Garrett Neese/Daily Mining Gazette Bill Leder gives introductory remarks during a master plan subcommittee meeting in Houghton Monday.

HOUGHTON — Houghton’s master plan subcommittee meeting Monday served as a brainstorming session between committee members, landlords and Michigan Technological University officials on how to promote denser development while addressing parking needs.

To alleviate parking issues close to campus, committee member Kristine Bradof suggested creating a covered parking lot where students could park long-term and use public transit to get there.

“Some of the big parking lots are now selling outlots, because we required too much parking for the uses,” she said.

For students to be convinced to leave their cars at home, Houghton will need to improve its transit system first, said committee member Jen Julien.

Given the size of the community, the city is already at the limits of what it can afford for transit, said City Manager Eric Waara. He said the city has had discussions about partnering up with Hancock and the university about a larger transit system. The city will apply for a Michigan Department of Transportation grant this winter that would fund a study into consolidating the transit system.

A broader rural transit system could help not just with the number of cars, but also spread the student population, said committee member Michele Jarvie-Eggart.

“That would open student housing into Lake Linden, Laurium,” she said. “There’s a lot more affordable housing outside the City of Houghton that students could access without vehicles.”

One tool for creating denser housing is R-4 zoning, which members said was intended to have a “wicking effect” of drawing student renters away from single-family residential areas.

The City Council is considering approving a request to rezone to R-4 four properties on College Avenue, where the owner is looking to build denser student-oriented housing. Less parking is required in R-4 — one spot for every two bedrooms, instead of for each.

While landlords agreed with creating more housing stock, they thought the reduced parking requirements would drive students to illegal offsite parking elsewhere. Landlord Derek Bradway said more than 90% of his tenants near campus own cars.

Bradway and landlord Gail Sanchez said they had not considered charging students more to have cars. While improving the city transit system might get more students to stop driving in town, they said, leaving their cars at home would be at odds with the messaging that likely brought them here in the first place.

“Michigan Tech does a great job of marketing itself as a place, that this area needs to be explored … ‘Explore the Keweenaw, it’s beautiful, we have so much to offer, but don’t bring your vehicle,’ … it’s a little bit of a mixed message,” Bradway said.

**Saved data entries**
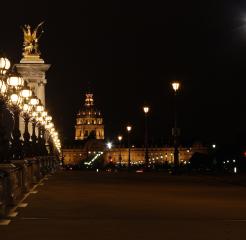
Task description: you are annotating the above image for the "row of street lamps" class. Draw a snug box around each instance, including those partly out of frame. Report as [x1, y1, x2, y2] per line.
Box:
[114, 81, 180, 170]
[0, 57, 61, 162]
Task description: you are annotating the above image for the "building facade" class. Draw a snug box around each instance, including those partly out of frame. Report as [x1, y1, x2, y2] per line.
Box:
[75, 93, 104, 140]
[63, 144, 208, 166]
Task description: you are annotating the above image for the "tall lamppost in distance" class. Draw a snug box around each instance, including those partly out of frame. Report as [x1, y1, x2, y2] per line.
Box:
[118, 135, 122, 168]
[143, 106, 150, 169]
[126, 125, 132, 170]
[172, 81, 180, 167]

---

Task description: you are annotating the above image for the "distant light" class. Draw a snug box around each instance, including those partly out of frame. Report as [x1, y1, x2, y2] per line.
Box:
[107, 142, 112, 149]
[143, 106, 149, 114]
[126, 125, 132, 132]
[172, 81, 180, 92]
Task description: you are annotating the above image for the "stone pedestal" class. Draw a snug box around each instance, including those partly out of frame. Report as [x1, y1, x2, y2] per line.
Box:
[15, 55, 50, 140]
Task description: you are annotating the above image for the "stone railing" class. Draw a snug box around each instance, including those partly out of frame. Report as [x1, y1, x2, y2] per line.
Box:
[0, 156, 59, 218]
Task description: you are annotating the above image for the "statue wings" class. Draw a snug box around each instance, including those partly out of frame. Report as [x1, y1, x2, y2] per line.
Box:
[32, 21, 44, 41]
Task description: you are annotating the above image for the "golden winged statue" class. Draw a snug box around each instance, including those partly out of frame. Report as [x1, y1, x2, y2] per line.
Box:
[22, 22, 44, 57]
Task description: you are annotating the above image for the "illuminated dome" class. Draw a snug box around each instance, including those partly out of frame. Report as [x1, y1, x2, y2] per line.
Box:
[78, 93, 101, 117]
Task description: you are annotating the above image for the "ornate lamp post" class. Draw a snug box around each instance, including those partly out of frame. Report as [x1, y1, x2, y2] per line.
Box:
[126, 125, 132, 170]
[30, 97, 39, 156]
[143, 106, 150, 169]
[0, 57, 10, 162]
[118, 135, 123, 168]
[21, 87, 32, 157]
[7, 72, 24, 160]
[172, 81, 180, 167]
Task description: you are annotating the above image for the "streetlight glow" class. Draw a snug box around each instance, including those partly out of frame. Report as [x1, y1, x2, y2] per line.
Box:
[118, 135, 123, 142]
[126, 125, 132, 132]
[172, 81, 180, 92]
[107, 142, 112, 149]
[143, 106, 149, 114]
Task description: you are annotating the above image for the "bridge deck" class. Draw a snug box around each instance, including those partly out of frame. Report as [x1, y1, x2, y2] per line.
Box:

**Activity list**
1: In the article on Houghton's master plan meeting, how much parking does R-4 zoning require?
2: Reproduce everything in the Houghton master plan article from "The City Council" down to "the first place.", substituting "unauthorized offsite parking" for "illegal offsite parking".

**Answers given**
1: One spot for every two bedrooms.

2:
The City Council is considering approving a request to rezone to R-4 four properties on College Avenue, where the owner is looking to build denser student-oriented housing. Less parking is required in R-4 — one spot for every two bedrooms, instead of for each.

While landlords agreed with creating more housing stock, they thought the reduced parking requirements would drive students to unauthorized offsite parking elsewhere. Landlord Derek Bradway said more than 90% of his tenants near campus own cars.

Bradway and landlord Gail Sanchez said they had not considered charging students more to have cars. While improving the city transit system might get more students to stop driving in town, they said, leaving their cars at home would be at odds with the messaging that likely brought them here in the first place.